▸ Assigned task:
What follows is a set of entries. Repeat them exactly, but not their pictures.

▸ Material provided:

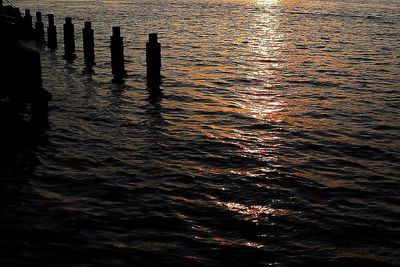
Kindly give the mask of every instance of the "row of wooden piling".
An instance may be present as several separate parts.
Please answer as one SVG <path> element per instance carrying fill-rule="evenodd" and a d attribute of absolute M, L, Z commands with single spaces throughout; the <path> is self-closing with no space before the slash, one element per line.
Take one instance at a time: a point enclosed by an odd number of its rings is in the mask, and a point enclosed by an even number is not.
<path fill-rule="evenodd" d="M 47 26 L 47 46 L 50 49 L 56 49 L 57 43 L 57 28 L 54 23 L 54 15 L 48 14 Z M 42 13 L 36 12 L 35 27 L 32 25 L 32 16 L 30 10 L 25 10 L 24 27 L 33 29 L 34 38 L 40 42 L 45 43 L 45 31 L 42 20 Z M 64 58 L 66 60 L 73 60 L 76 58 L 75 54 L 75 26 L 72 23 L 72 18 L 65 18 L 63 25 L 64 33 Z M 95 42 L 94 30 L 92 23 L 86 21 L 84 23 L 83 33 L 83 55 L 85 63 L 88 67 L 93 67 L 95 64 Z M 149 34 L 149 41 L 146 43 L 146 73 L 147 83 L 151 87 L 158 87 L 161 82 L 161 45 L 157 40 L 157 33 Z M 126 77 L 125 58 L 124 58 L 124 44 L 123 37 L 121 36 L 120 27 L 112 28 L 111 41 L 111 68 L 114 82 L 123 81 Z"/>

▸ Your response:
Kindly give the mask of every instance of the "row of wooden piling".
An instance may be present as several separate parts.
Please answer as one SVG <path> element per instance carrying fill-rule="evenodd" and a d attribute of absolute M, L, Z commands with single spaces throughout; the <path> is self-closing with no space before the slash, one element per line.
Take one instance at a time: a point enclosed by an odd number of its rings is in the mask, and a point enclosed by an even number is not.
<path fill-rule="evenodd" d="M 47 26 L 47 46 L 50 49 L 56 49 L 57 43 L 57 28 L 54 23 L 54 15 L 48 14 Z M 42 13 L 36 12 L 35 27 L 32 25 L 32 16 L 30 10 L 25 10 L 24 27 L 33 29 L 34 38 L 40 42 L 45 43 L 45 31 L 42 20 Z M 64 58 L 66 60 L 73 60 L 76 58 L 75 54 L 75 26 L 72 23 L 72 18 L 65 18 L 63 25 L 64 33 Z M 95 42 L 94 30 L 92 23 L 86 21 L 84 23 L 83 33 L 83 55 L 85 63 L 88 67 L 93 67 L 95 64 Z M 149 34 L 149 41 L 146 43 L 146 73 L 147 83 L 151 87 L 158 87 L 161 82 L 161 45 L 157 40 L 157 33 Z M 126 77 L 125 58 L 124 58 L 124 44 L 123 37 L 121 36 L 120 27 L 112 28 L 111 41 L 111 68 L 114 82 L 123 81 Z"/>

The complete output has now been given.